**What is expected:**
Reproduce without alteration the part of the records below that opens with the line containing "In this exercise you will find the man's short-sleeved" and closes with the line containing "[(482, 423)]". Include both of those lines.

**Supplied material:**

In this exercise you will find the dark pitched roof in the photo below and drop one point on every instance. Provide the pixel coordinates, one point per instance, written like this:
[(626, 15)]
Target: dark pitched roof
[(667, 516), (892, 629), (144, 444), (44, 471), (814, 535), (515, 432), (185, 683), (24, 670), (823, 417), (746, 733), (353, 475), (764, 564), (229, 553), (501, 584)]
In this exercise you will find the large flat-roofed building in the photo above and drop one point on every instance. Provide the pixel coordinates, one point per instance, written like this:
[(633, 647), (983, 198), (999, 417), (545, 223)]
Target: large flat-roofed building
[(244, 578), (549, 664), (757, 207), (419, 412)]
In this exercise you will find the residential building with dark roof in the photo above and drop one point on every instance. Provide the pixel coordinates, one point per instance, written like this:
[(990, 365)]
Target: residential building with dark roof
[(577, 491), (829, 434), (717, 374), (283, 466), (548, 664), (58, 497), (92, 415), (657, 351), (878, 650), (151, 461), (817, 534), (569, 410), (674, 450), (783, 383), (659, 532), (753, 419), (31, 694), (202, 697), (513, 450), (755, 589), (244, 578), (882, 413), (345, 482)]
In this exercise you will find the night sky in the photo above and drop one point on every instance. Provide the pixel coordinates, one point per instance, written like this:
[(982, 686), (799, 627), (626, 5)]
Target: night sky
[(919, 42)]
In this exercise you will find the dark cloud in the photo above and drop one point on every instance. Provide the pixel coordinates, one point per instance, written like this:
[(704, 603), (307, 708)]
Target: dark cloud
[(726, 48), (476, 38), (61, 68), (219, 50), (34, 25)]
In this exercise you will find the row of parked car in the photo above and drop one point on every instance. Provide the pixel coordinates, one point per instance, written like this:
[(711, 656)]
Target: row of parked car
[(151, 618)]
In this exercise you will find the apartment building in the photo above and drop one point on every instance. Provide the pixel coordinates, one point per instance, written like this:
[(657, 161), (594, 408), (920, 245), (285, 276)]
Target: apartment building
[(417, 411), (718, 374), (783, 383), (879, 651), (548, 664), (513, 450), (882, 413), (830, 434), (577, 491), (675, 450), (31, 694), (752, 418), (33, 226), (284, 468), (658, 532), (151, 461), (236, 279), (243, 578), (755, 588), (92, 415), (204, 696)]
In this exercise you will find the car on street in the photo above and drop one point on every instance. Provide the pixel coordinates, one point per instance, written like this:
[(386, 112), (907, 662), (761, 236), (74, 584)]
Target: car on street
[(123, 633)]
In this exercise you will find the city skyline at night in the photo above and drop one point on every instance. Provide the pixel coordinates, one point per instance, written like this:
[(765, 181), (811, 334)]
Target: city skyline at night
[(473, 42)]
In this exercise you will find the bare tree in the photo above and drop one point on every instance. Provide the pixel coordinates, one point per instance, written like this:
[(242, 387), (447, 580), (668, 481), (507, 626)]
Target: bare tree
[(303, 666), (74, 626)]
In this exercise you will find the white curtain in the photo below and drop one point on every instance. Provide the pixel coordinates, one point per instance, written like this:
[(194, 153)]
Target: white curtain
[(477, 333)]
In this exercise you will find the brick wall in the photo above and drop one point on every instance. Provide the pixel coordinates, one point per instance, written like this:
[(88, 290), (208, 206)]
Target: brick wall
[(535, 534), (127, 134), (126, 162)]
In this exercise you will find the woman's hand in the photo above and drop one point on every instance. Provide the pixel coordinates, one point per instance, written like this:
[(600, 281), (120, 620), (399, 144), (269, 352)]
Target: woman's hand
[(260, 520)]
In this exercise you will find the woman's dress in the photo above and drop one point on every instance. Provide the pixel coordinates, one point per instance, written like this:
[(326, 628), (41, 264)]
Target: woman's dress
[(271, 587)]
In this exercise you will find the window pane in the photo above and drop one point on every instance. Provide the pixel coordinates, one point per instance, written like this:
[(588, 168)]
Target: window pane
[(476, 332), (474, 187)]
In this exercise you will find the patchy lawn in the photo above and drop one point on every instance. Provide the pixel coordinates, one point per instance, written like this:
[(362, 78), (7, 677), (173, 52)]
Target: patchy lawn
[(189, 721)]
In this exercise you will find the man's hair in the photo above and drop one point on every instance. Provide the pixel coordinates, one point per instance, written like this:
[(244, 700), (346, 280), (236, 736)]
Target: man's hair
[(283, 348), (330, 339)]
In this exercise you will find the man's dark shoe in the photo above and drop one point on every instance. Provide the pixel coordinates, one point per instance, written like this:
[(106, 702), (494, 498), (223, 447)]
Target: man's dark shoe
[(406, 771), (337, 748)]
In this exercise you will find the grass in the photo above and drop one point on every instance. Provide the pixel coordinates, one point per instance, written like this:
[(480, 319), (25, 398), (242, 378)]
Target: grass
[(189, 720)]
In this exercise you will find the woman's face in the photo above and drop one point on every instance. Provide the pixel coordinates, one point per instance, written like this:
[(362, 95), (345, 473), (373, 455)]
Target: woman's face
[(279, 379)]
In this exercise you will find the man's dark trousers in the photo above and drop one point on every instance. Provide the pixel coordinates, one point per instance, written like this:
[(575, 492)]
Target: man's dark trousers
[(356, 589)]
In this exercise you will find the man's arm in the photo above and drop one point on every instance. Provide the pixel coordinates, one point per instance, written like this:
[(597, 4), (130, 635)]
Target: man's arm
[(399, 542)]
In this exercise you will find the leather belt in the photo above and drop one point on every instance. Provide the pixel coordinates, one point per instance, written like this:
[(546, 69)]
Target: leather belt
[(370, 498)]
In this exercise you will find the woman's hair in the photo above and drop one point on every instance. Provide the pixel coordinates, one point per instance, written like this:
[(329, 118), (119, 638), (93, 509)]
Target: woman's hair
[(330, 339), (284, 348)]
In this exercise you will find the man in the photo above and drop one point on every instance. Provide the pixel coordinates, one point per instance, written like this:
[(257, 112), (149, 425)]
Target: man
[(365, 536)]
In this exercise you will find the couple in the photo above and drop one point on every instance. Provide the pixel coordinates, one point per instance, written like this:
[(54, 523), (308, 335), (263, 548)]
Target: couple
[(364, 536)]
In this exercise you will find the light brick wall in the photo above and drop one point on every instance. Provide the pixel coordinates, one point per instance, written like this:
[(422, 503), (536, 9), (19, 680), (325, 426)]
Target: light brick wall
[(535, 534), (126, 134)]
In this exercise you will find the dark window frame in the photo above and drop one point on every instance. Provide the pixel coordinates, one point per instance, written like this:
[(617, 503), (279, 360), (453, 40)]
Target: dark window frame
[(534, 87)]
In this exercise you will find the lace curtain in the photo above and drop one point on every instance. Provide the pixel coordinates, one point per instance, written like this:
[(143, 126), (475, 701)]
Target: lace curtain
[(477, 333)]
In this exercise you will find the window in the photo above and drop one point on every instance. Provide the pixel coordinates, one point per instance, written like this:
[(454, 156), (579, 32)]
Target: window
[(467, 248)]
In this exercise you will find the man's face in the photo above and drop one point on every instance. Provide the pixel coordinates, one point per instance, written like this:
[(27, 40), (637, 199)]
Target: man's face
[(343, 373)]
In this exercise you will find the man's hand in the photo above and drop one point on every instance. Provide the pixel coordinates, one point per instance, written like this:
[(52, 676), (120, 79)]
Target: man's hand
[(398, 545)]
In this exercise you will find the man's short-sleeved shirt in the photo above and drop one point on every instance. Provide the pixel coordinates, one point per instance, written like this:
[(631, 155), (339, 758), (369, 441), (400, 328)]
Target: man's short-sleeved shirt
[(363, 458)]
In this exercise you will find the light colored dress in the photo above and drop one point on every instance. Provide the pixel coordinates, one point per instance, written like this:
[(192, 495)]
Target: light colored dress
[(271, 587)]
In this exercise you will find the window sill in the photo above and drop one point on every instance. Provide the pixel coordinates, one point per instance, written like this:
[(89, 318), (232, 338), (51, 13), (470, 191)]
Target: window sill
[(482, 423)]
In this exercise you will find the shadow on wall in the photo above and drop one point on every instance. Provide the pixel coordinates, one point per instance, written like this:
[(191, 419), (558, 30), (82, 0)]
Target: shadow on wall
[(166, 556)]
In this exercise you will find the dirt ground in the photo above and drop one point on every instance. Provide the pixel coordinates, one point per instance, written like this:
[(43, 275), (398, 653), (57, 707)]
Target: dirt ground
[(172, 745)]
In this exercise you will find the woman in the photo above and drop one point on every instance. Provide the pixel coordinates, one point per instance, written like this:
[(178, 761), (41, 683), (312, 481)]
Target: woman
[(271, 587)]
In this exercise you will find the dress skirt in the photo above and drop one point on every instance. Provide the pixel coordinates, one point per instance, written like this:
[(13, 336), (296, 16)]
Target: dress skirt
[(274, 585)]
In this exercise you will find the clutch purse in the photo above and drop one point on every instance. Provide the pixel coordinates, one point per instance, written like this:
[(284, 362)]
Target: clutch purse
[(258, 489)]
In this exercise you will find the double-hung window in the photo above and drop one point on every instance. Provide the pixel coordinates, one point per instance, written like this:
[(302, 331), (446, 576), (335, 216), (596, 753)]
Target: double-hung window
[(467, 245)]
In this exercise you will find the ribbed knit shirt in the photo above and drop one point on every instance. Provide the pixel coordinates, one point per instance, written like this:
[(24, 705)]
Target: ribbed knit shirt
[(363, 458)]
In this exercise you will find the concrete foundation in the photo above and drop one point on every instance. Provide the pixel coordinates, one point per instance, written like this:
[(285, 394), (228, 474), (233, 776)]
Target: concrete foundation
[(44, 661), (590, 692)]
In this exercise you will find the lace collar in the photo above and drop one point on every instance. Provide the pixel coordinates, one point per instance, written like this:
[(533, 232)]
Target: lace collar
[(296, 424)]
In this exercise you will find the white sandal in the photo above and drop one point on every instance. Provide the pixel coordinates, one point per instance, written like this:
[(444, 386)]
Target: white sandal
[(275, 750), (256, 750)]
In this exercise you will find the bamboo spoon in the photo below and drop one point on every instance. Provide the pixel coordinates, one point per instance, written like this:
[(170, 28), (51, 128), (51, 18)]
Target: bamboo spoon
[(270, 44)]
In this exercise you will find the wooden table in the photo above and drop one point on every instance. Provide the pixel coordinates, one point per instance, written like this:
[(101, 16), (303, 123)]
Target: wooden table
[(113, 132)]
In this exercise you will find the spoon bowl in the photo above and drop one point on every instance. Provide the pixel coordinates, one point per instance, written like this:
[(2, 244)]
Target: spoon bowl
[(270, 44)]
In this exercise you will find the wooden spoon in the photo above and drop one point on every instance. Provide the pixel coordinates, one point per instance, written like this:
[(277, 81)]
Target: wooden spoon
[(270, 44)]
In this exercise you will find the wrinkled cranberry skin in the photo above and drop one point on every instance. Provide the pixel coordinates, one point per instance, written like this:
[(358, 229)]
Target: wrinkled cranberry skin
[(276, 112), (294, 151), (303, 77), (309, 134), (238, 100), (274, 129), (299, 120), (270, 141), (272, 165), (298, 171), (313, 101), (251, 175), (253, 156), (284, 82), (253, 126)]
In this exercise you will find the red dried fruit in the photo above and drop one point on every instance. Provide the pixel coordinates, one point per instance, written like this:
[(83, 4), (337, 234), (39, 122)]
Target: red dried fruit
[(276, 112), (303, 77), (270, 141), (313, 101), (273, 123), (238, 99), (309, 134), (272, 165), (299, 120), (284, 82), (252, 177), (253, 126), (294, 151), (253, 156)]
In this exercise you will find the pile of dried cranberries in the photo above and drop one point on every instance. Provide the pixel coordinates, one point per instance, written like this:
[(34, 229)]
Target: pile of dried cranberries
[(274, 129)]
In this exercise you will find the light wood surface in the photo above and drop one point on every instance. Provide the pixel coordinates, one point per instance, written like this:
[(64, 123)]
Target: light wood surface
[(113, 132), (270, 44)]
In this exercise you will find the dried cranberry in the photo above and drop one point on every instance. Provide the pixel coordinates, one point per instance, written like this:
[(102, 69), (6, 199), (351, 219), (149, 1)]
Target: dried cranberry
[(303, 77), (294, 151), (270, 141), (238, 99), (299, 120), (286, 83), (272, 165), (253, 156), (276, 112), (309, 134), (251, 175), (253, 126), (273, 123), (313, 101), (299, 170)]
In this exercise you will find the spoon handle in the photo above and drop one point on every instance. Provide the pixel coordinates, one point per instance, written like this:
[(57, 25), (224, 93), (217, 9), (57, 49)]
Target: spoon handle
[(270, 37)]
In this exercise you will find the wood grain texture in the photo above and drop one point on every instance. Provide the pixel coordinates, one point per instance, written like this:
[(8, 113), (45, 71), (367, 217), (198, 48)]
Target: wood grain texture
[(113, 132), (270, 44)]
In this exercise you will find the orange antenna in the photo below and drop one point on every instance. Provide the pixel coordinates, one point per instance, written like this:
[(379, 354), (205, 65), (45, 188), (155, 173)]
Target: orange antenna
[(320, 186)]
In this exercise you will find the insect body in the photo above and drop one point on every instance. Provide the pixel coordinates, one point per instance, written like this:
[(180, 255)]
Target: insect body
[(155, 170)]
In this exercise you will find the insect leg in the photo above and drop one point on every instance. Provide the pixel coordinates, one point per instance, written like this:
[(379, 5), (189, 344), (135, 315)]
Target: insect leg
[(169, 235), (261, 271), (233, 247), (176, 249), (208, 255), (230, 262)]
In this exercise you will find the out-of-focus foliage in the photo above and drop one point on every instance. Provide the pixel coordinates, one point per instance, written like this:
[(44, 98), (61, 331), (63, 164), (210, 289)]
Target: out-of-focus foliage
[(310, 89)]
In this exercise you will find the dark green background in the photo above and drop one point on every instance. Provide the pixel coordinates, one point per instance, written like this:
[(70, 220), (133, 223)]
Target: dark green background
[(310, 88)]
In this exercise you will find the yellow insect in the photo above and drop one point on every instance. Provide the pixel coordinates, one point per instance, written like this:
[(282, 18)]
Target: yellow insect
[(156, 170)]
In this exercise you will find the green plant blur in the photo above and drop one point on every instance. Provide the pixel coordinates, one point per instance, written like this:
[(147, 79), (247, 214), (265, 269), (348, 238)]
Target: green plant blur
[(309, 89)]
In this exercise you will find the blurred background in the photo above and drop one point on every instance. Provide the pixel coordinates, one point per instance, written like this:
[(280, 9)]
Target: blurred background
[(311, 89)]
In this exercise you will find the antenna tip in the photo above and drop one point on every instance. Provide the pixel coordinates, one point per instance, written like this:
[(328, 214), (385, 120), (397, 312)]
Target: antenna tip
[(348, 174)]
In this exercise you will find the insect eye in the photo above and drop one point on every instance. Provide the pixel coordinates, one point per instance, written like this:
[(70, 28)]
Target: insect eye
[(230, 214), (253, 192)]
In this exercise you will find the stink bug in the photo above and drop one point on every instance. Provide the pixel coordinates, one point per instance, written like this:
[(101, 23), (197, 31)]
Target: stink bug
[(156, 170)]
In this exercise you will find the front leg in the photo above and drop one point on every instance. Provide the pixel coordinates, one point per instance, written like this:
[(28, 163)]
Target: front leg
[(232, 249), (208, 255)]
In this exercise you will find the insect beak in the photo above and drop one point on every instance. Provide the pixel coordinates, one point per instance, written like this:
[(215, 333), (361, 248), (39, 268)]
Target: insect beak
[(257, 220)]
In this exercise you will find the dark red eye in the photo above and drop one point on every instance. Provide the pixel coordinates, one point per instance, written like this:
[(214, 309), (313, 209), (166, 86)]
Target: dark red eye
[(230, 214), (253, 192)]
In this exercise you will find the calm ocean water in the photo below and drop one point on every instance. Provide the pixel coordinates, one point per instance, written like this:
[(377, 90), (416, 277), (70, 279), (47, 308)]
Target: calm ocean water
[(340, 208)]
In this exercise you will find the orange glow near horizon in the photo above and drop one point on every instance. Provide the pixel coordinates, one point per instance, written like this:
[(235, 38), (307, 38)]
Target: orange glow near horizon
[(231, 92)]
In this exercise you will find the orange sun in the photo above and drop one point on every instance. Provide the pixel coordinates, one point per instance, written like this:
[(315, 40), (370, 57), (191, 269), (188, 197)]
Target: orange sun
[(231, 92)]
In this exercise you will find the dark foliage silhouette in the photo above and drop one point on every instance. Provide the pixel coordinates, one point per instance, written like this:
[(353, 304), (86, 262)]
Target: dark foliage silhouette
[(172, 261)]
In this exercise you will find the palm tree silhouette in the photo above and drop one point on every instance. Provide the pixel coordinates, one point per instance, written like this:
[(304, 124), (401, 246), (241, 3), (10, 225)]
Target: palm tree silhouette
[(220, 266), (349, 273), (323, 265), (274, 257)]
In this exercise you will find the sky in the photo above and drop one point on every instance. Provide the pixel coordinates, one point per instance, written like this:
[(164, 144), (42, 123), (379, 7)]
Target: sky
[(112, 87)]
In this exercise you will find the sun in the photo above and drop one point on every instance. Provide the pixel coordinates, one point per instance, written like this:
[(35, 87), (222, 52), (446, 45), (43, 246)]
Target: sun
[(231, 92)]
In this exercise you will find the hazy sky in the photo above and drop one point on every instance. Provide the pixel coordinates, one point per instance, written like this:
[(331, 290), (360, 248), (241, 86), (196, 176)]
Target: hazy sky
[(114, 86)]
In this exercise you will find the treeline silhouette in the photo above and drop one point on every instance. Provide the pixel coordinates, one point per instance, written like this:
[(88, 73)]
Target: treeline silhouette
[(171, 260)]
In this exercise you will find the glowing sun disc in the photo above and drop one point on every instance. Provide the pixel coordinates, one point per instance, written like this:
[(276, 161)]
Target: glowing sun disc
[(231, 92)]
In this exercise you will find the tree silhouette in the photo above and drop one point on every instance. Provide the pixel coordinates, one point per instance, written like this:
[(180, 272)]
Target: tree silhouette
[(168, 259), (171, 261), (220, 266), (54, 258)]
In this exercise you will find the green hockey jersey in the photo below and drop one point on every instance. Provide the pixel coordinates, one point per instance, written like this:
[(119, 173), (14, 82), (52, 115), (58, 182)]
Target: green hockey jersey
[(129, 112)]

**Result of the exercise:**
In this exercise you will find the man's short-sleeved shirt in the photo above and drop one point on every instance. Provide the pixel coordinates, one point per instance, written like this:
[(631, 155), (339, 758), (369, 441), (400, 328)]
Target: man's short-sleeved shirt
[(363, 458)]
In this exercise you will find the light colored dress in the photo above and drop one point on every instance. Provide the pixel coordinates, one point per instance, written like this:
[(192, 495)]
Target: light colored dress
[(271, 587)]
In this exercise you will find the window sill in the photo above and drop one point on every instance. Provide the pixel coordinates, one point per instance, written like this:
[(89, 318), (232, 338), (51, 13), (470, 191)]
Target: window sill
[(482, 423)]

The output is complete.